## [Short exercise]
Arrange every line of the rows below as a Markdown table with the columns Line No. and Text, numbering the lines in order and skipping blank ones. Leave the pictures out.

[Excerpts from point annotation data]
::::::::
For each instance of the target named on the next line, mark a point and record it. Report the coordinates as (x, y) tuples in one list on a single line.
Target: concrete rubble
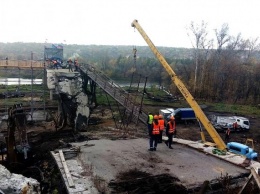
[(16, 183)]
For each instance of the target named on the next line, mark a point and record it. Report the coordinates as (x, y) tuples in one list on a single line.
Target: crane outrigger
[(187, 95)]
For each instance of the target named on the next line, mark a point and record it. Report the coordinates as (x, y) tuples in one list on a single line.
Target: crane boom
[(191, 101)]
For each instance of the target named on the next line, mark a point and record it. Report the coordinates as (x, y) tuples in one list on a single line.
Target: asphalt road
[(108, 158)]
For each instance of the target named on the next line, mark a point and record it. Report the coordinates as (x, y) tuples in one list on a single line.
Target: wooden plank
[(66, 170)]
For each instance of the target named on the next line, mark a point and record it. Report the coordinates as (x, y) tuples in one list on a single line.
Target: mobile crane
[(191, 101)]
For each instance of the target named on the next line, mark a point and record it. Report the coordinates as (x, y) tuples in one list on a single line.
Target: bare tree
[(199, 32)]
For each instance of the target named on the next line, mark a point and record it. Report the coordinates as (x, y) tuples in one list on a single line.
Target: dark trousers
[(150, 128), (160, 137), (169, 141), (227, 138), (153, 141)]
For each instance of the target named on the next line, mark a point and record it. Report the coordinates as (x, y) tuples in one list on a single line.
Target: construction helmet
[(155, 117)]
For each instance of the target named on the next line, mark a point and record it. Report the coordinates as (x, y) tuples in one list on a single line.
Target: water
[(15, 81)]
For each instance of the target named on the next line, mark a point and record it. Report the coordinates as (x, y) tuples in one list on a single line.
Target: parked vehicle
[(242, 149), (183, 115), (221, 123), (166, 112)]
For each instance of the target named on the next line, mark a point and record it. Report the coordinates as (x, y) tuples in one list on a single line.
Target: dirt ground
[(43, 139)]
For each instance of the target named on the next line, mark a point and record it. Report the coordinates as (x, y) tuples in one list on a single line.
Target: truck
[(221, 123), (165, 112), (242, 149), (202, 118), (183, 115)]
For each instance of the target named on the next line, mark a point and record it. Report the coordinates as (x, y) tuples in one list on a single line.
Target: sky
[(108, 22)]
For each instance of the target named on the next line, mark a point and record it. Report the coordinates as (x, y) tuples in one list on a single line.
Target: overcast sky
[(108, 22)]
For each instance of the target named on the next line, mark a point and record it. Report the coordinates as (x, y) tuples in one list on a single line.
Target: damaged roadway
[(107, 159)]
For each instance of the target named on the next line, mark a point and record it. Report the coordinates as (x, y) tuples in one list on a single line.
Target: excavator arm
[(194, 105)]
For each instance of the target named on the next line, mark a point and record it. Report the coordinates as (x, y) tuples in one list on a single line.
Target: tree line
[(226, 69)]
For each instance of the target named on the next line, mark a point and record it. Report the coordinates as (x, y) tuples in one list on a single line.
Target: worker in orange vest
[(76, 64), (154, 134), (227, 136), (235, 126), (149, 122), (162, 126), (170, 130)]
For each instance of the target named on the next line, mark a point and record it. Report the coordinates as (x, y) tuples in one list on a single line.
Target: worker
[(170, 130), (235, 126), (227, 135), (76, 64), (55, 64), (70, 65), (150, 122), (162, 126), (154, 133)]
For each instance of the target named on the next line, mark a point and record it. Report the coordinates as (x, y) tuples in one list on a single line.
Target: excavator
[(202, 118)]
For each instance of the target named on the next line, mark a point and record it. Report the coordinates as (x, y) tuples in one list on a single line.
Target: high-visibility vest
[(171, 127), (156, 129), (228, 132), (161, 123), (150, 121)]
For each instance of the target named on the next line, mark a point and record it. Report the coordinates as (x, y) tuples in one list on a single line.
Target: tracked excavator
[(202, 118)]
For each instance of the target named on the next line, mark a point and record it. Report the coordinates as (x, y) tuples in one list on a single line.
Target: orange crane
[(191, 101)]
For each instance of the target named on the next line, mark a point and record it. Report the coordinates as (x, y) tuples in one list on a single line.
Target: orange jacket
[(161, 123), (156, 129), (171, 127)]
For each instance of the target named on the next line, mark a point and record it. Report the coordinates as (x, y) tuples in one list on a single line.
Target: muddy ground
::::::::
## [Final result]
| Line No. | Text |
|---|---|
| 1 | For each instance of the target named on the next line, mark a point and record it. Report the coordinates as (x, y) tuples in one list on a single line. |
| 2 | Target: concrete rubble |
| 3 | [(16, 183)] |
| 4 | For each instance of the target named on the next line, mark a point and record it. Report the coordinates as (x, y) tuples in one list on a single line. |
| 5 | Target: crane outrigger |
| 6 | [(187, 95)] |
| 7 | For each instance of the target named on the next line, mark a point and record it. Report the coordinates as (x, y) tuples in one list on a single line. |
| 8 | Target: crane boom |
| 9 | [(191, 101)] |
| 10 | For each instance of the target named on the next line, mark a point and record it. Report the coordinates as (x, y) tuples in one list on a single line. |
| 11 | Target: asphalt road |
| 12 | [(108, 158)] |
| 13 | For each instance of the target named on the next line, mark a point and record it. Report the coordinates as (x, y) tuples in one list on a single line. |
| 14 | Target: wooden plank |
| 15 | [(66, 170)] |
| 16 | For each instance of the target named on the next line, mark a point and record it. Report the coordinates as (x, y) tuples in one list on a single line. |
| 17 | Target: mobile crane |
| 18 | [(191, 101)] |
| 19 | For each instance of the target named on the next line, mark a point and record it. Report the coordinates as (x, y) tuples in one list on a single line. |
| 20 | Target: bare tree |
| 21 | [(199, 32)] |
| 22 | For each instance of the target named on the next line, mark a point and record it. Report the coordinates as (x, y) tuples in one list on a single line. |
| 23 | Target: dark trousers |
| 24 | [(150, 128), (160, 137), (169, 141), (227, 138), (153, 141)] |
| 25 | For each instance of the target named on the next line, mark a point and record it. Report the coordinates as (x, y) tuples in one list on a single line. |
| 26 | Target: construction helmet |
| 27 | [(155, 117)] |
| 28 | For each instance of the target named on the next line, mark a point and record it. Report the coordinates as (x, y) tuples in one list on a single line. |
| 29 | Target: water |
| 30 | [(15, 81)] |
| 31 | For each instance of the target named on the next line, mark a point and record it. Report the coordinates as (x, y) tuples in one list on a single line. |
| 32 | Target: parked vehicle |
| 33 | [(242, 149), (183, 115), (221, 123), (166, 112)] |
| 34 | For each instance of the target named on the next line, mark a point and record it. Report the coordinates as (x, y) tuples in one list on a single line. |
| 35 | Target: dirt ground |
| 36 | [(43, 139)] |
| 37 | For each instance of the target named on the next line, mark a point and record it. Report the coordinates as (x, y) tuples in one list on a single line. |
| 38 | Target: truck |
| 39 | [(221, 123), (165, 112), (242, 149), (202, 118), (183, 115)] |
| 40 | For each instance of the target named on the next line, mark a point and record it. Report the coordinates as (x, y) tuples in one list on a single line. |
| 41 | Target: sky |
| 42 | [(108, 22)] |
| 43 | For each instance of the target named on the next line, mark a point and record it. Report the coordinates as (x, y) tuples in one list on a single line. |
| 44 | Target: overcast sky |
| 45 | [(108, 22)] |
| 46 | For each instance of the target named on the next line, mark a point and record it. Report the coordinates as (x, y) tuples in one list on a single line. |
| 47 | Target: damaged roadway |
| 48 | [(107, 159)] |
| 49 | For each instance of the target named on the next line, mark a point and record it. Report the coordinates as (x, y) tuples in one list on a single line. |
| 50 | Target: excavator arm |
| 51 | [(194, 105)] |
| 52 | For each instance of the target named on the next line, mark a point and record it. Report the coordinates as (x, y) tuples in one list on a single line. |
| 53 | Target: tree line |
| 54 | [(226, 69)] |
| 55 | For each instance of the target named on the next line, mark a point and record it. Report the coordinates as (x, y) tuples in one list on a single line. |
| 56 | Target: worker in orange vest |
| 57 | [(76, 64), (154, 134), (227, 136), (235, 126), (149, 122), (162, 126), (170, 130)] |
| 58 | For each instance of the target named on the next line, mark a point and record it. Report the coordinates as (x, y) tuples in one list on a single line. |
| 59 | Target: worker |
| 60 | [(170, 130), (235, 126), (227, 135), (76, 64), (55, 64), (70, 65), (150, 122), (162, 126), (154, 133)] |
| 61 | For each instance of the target named on the next line, mark a point and record it. Report the coordinates as (x, y) tuples in one list on a single line. |
| 62 | Target: excavator |
| 63 | [(202, 118)] |
| 64 | For each instance of the target named on the next line, mark a point and record it. Report the coordinates as (x, y) tuples in one list on a single line. |
| 65 | Target: high-visibility vest |
| 66 | [(171, 127), (156, 129), (228, 132), (161, 123), (150, 121)] |
| 67 | For each instance of the target named on the next line, mark a point and record it. Report the coordinates as (x, y) tuples in one list on a single line. |
| 68 | Target: tracked excavator |
| 69 | [(202, 118)] |
| 70 | For each instance of the target named on the next line, mark a point and record it. Report the coordinates as (x, y) tuples in one list on a single line. |
| 71 | Target: orange crane |
| 72 | [(191, 101)] |
| 73 | For each instance of the target named on the next line, mark a point and record it. Report the coordinates as (x, y) tuples in one list on a single line. |
| 74 | Target: orange jacket |
| 75 | [(161, 123), (156, 129), (171, 127)] |
| 76 | For each instance of the target named on the next line, mark a point and record it. Report the coordinates as (x, y) tuples in one list on a single line. |
| 77 | Target: muddy ground |